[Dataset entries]
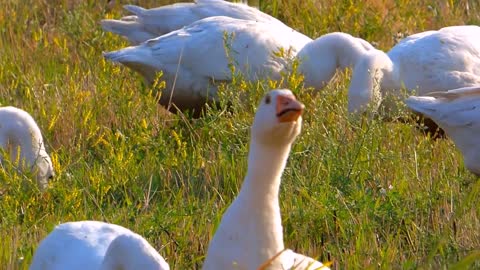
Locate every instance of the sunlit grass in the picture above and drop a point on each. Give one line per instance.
(362, 193)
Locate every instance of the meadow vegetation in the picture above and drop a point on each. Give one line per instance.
(363, 193)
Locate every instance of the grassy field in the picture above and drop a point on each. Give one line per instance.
(365, 194)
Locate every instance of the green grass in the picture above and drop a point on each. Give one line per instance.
(362, 193)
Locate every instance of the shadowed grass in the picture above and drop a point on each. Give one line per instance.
(363, 193)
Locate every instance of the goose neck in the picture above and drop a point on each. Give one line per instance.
(265, 167)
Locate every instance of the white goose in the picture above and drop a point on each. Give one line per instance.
(151, 23)
(429, 61)
(95, 245)
(250, 232)
(458, 113)
(21, 138)
(194, 59)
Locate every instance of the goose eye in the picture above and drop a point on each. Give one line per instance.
(267, 99)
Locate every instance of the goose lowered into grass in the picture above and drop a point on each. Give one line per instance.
(429, 61)
(21, 138)
(194, 59)
(250, 233)
(95, 245)
(146, 24)
(458, 113)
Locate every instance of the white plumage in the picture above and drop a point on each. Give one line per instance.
(150, 23)
(194, 59)
(21, 138)
(429, 61)
(95, 245)
(458, 113)
(250, 232)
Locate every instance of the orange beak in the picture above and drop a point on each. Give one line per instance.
(288, 108)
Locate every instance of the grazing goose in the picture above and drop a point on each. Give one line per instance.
(458, 113)
(151, 23)
(429, 61)
(21, 138)
(250, 232)
(194, 59)
(95, 245)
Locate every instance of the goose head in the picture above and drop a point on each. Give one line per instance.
(278, 119)
(43, 169)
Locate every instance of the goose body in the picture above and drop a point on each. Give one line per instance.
(195, 58)
(429, 61)
(22, 139)
(150, 23)
(95, 245)
(250, 233)
(458, 113)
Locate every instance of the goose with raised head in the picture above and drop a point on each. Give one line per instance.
(458, 113)
(95, 245)
(21, 139)
(195, 58)
(146, 24)
(429, 61)
(250, 233)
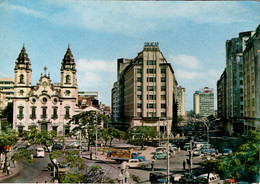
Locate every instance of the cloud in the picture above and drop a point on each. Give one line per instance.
(22, 9)
(185, 61)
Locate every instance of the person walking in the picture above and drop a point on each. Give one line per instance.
(152, 166)
(8, 170)
(184, 163)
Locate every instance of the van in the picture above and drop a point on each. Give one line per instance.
(38, 152)
(213, 178)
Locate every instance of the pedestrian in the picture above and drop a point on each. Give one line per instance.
(8, 170)
(14, 161)
(184, 163)
(90, 155)
(152, 166)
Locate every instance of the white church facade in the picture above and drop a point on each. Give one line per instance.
(45, 106)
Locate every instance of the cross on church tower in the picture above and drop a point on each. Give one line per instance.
(45, 69)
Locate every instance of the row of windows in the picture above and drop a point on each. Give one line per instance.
(44, 112)
(151, 105)
(151, 79)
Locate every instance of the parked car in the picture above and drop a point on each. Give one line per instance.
(210, 151)
(227, 151)
(196, 152)
(213, 178)
(161, 155)
(136, 163)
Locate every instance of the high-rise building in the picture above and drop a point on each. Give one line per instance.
(221, 96)
(204, 102)
(181, 101)
(146, 90)
(234, 87)
(251, 76)
(44, 106)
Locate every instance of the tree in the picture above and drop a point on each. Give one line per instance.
(7, 139)
(244, 162)
(87, 124)
(141, 133)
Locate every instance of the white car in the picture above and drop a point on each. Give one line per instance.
(135, 163)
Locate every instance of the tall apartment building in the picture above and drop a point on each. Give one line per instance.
(7, 87)
(251, 75)
(221, 96)
(181, 101)
(146, 91)
(204, 102)
(234, 87)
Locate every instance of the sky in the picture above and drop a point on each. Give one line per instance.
(191, 36)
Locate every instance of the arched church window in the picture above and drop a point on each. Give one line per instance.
(68, 79)
(22, 78)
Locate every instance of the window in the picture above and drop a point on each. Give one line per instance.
(163, 70)
(33, 114)
(139, 79)
(151, 70)
(44, 112)
(151, 97)
(151, 79)
(68, 79)
(151, 62)
(150, 105)
(67, 112)
(163, 88)
(22, 78)
(163, 79)
(20, 115)
(139, 88)
(150, 88)
(54, 113)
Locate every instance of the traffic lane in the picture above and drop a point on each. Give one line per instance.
(31, 172)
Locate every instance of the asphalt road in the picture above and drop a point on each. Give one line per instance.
(31, 172)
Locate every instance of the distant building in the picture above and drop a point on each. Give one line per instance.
(181, 101)
(7, 87)
(204, 102)
(251, 76)
(44, 106)
(146, 90)
(221, 96)
(234, 85)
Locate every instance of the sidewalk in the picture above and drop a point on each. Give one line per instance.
(13, 172)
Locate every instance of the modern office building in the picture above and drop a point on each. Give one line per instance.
(251, 76)
(146, 90)
(181, 101)
(234, 86)
(221, 97)
(203, 101)
(44, 106)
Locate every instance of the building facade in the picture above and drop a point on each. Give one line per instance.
(45, 106)
(181, 101)
(7, 87)
(203, 101)
(234, 87)
(146, 90)
(251, 76)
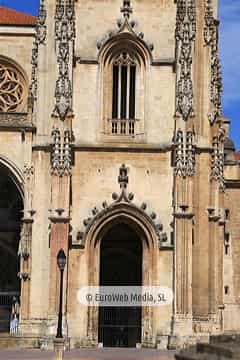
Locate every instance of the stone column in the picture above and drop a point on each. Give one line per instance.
(183, 220)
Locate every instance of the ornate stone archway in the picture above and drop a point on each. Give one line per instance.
(151, 234)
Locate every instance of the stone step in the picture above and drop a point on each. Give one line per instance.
(228, 350)
(16, 342)
(193, 355)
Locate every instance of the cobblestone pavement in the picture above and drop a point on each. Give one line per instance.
(103, 354)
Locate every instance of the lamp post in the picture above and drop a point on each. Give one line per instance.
(61, 261)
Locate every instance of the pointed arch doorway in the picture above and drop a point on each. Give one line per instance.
(11, 207)
(120, 265)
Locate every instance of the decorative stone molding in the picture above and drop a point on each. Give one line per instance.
(24, 276)
(61, 154)
(217, 162)
(123, 198)
(65, 35)
(185, 38)
(184, 162)
(15, 121)
(127, 26)
(40, 39)
(211, 40)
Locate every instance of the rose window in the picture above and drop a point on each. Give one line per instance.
(11, 88)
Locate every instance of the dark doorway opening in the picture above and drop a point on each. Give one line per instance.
(11, 206)
(120, 265)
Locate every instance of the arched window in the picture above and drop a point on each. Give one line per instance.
(124, 81)
(124, 87)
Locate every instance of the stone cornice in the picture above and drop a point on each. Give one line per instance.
(16, 121)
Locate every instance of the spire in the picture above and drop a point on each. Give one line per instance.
(126, 9)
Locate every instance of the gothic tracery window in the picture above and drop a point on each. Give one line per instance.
(12, 88)
(123, 89)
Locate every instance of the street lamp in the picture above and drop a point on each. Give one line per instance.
(61, 261)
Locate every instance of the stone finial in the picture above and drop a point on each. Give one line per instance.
(126, 9)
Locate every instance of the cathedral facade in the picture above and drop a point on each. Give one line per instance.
(113, 148)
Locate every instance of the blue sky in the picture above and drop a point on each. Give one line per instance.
(229, 15)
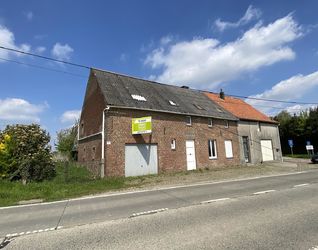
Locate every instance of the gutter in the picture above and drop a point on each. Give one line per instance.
(171, 112)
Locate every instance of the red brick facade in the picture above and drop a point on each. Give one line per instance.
(165, 127)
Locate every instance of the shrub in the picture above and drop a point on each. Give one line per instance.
(25, 153)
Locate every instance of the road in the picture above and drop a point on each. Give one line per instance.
(261, 213)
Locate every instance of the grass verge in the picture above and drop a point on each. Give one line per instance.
(78, 181)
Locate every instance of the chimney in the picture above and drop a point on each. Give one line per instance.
(222, 95)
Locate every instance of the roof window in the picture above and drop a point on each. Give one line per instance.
(138, 98)
(172, 103)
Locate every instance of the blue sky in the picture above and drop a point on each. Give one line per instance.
(265, 49)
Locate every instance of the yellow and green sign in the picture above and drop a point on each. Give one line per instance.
(141, 125)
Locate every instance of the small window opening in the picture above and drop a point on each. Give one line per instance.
(210, 122)
(138, 98)
(172, 103)
(188, 120)
(173, 144)
(226, 124)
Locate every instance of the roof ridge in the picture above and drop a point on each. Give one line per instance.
(142, 79)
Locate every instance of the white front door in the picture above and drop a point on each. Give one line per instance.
(141, 159)
(190, 150)
(267, 150)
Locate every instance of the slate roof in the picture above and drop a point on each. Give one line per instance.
(239, 108)
(118, 90)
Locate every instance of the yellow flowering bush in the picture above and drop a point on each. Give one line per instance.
(25, 153)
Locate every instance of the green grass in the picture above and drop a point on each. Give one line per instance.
(78, 182)
(305, 156)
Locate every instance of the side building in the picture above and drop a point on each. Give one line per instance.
(131, 127)
(258, 135)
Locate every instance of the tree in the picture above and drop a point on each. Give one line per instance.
(25, 153)
(66, 141)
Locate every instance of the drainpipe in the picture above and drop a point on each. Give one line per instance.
(102, 166)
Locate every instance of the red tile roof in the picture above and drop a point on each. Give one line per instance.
(239, 108)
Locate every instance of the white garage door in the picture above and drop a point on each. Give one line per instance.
(267, 150)
(141, 159)
(190, 151)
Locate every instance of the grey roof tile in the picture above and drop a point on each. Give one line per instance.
(117, 90)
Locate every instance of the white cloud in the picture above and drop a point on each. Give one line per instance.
(70, 116)
(40, 49)
(291, 89)
(7, 39)
(250, 14)
(15, 109)
(205, 63)
(62, 52)
(123, 57)
(28, 15)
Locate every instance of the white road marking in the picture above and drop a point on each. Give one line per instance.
(150, 190)
(33, 232)
(149, 212)
(302, 185)
(215, 200)
(264, 192)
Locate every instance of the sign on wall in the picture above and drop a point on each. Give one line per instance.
(141, 125)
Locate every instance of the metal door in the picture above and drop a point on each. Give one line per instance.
(246, 148)
(267, 150)
(141, 159)
(190, 150)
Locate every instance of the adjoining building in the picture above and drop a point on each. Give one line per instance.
(131, 127)
(258, 135)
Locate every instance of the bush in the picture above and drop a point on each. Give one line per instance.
(25, 153)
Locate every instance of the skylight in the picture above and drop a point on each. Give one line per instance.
(172, 103)
(138, 98)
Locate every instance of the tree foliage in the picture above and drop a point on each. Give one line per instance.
(25, 153)
(300, 128)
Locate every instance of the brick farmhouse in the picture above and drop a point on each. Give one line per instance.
(131, 127)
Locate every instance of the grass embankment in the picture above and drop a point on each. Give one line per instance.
(77, 181)
(304, 156)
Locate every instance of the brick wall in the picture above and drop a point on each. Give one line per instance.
(166, 127)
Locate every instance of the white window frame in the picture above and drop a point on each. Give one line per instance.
(173, 144)
(190, 120)
(226, 124)
(212, 143)
(210, 122)
(228, 154)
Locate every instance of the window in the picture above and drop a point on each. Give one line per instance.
(198, 106)
(212, 149)
(226, 123)
(259, 129)
(138, 98)
(173, 144)
(228, 149)
(172, 103)
(210, 122)
(188, 120)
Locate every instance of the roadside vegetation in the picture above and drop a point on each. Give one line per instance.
(301, 128)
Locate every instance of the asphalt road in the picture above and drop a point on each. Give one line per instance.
(30, 218)
(283, 219)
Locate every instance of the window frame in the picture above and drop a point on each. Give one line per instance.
(190, 120)
(212, 143)
(226, 125)
(210, 122)
(226, 152)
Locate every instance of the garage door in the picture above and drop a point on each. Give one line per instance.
(141, 159)
(267, 150)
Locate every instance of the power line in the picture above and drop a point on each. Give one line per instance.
(45, 57)
(87, 67)
(41, 67)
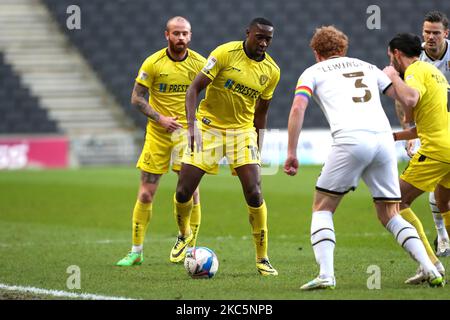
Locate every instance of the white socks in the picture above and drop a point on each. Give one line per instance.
(323, 241)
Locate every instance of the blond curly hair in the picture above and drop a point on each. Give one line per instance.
(328, 41)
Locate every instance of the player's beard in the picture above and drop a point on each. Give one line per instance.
(178, 47)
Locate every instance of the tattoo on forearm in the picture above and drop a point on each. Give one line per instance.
(150, 177)
(148, 111)
(139, 99)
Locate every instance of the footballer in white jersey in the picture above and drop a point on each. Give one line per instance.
(348, 91)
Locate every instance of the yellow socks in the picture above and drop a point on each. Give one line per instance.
(141, 217)
(194, 222)
(258, 221)
(409, 216)
(182, 215)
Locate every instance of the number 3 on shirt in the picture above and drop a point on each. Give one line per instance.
(359, 84)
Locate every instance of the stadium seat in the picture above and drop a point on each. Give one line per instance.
(20, 111)
(119, 35)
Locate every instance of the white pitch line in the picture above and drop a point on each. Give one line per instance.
(59, 293)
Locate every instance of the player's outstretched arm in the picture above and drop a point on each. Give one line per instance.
(295, 126)
(138, 99)
(401, 92)
(200, 82)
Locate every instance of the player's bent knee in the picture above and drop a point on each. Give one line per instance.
(183, 194)
(254, 198)
(321, 235)
(146, 197)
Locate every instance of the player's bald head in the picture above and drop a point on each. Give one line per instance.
(178, 21)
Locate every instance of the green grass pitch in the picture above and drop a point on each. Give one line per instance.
(52, 219)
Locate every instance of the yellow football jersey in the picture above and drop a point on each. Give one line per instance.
(431, 114)
(237, 82)
(167, 81)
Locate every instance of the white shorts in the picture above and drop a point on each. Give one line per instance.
(370, 156)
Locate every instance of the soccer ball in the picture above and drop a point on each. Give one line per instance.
(201, 262)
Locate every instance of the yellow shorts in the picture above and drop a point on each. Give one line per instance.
(240, 147)
(425, 173)
(160, 148)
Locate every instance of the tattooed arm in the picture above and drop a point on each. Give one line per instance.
(138, 99)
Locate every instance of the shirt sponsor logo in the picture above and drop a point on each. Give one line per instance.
(242, 89)
(143, 75)
(263, 79)
(164, 87)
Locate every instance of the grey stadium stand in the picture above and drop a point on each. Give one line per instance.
(117, 35)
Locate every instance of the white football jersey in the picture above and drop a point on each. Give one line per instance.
(442, 64)
(347, 90)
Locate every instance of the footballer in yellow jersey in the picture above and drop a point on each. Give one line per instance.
(167, 81)
(423, 95)
(240, 78)
(237, 83)
(165, 77)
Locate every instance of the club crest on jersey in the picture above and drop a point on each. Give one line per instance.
(263, 79)
(191, 75)
(209, 64)
(143, 76)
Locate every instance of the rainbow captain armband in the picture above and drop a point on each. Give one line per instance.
(303, 91)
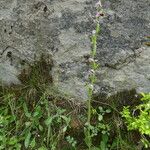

◆ WORK TO COMPLETE ◆
Return exactly the lines that begin with the one containing "Locate every instance of the rainbow" and end with the final line of the data above; include no pictures.

◆ RESULT OF THE EXERCISE ◆
Locate every instance of the rainbow captain armband in the picture above and drop a point on each. Give one line per instance.
(303, 91)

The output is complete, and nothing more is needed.